| VORLIEGENDER TEXT |
/---

Der US-Staatsanleihemarkt wackelt – fällt er auch?
Die Zweifel and der Sicherheit von Dollar-Anlagen steigen. Eine aktuelle Bestandsaufnahme zeigt, dass Probleme eher zu- als abnehmen könnten.
Je länger die Kapitalmärkte existieren, desto seltener sind Rekorde. Doch diesen April reibt sich so mancher alter Hase, der glaubte, schon alles gesehen zu haben, die Augen. In der zweiten April-Woche etwa verzeichneten die Renditen 30-jähriger US-Staatsanleihen den grössten wöchentlichen Anstieg seit 1982. Vom 7. bis zum 9. April allein legte die Rendite um gut 0,6 Prozentpunkte zu (Abbildung 1), einer der grössten Sprünge in der Geschichte.

\---

| AUSGANGSDATEN |
/---

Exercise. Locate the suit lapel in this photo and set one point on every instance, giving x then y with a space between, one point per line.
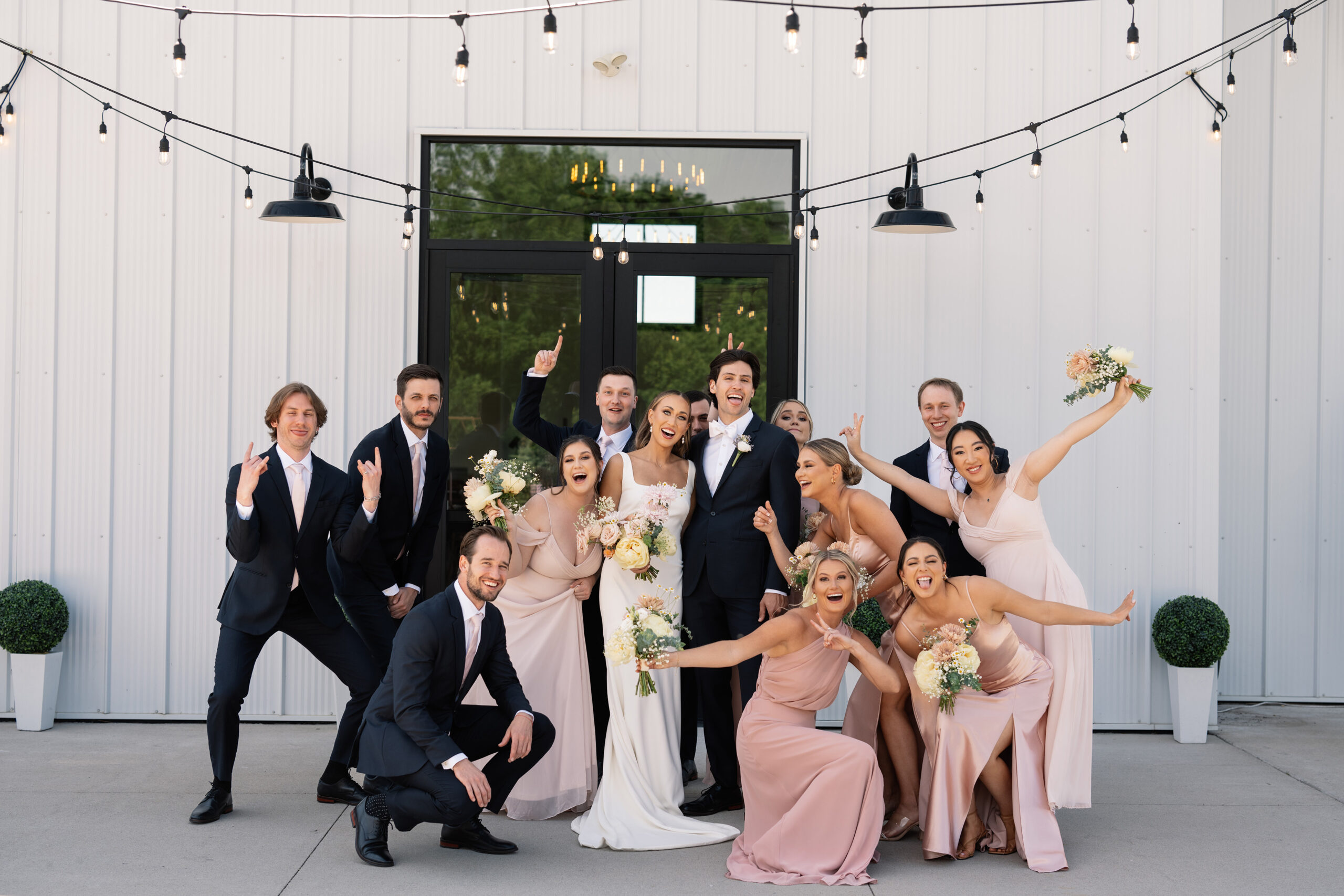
276 471
753 428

\---

| KURZE ÜBUNG 1 |
Fassen Sie den Absatz des Textes zum US-Staatsanleihemarkt, der mit „Je länger die Kapitalmärkte“ beginnt, kürzer zusammen und behalten Sie dabei seine wesentlichen Fakten bei.
| KURZE ÜBUNG 2 |
Zitieren Sie aus dem Text zum US-Staatsanleihemarkt wortgetreu die Stelle von „Je länger die“ bis einschließlich „in der Geschichte.“.
Das Material steht in keinem Zusammenhang mit dem Text.

| LÖSUNG DER ÜBUNG 1 |
Rekorde werden an den Kapitalmärkten mit der Zeit seltener, doch der April überrascht selbst erfahrene Marktkenner: In der zweiten Aprilwoche stiegen die Renditen 30-jähriger US-Staatsanleihen wöchentlich so stark wie seit 1982 nicht mehr. Allein vom 7. bis 9. April legte die Rendite um gut 0,6 Prozentpunkte zu, was zu den größten Sprüngen der Geschichte zählt.

| LÖSUNG DER ÜBUNG 2 |
Je länger die Kapitalmärkte existieren, desto seltener sind Rekorde. Doch diesen April reibt sich so mancher alter Hase, der glaubte, schon alles gesehen zu haben, die Augen. In der zweiten April-Woche etwa verzeichneten die Renditen 30-jähriger US-Staatsanleihen den grössten wöchentlichen Anstieg seit 1982. Vom 7. bis zum 9. April allein legte die Rendite um gut 0,6 Prozentpunkte zu (Abbildung 1), einer der grössten Sprünge in der Geschichte.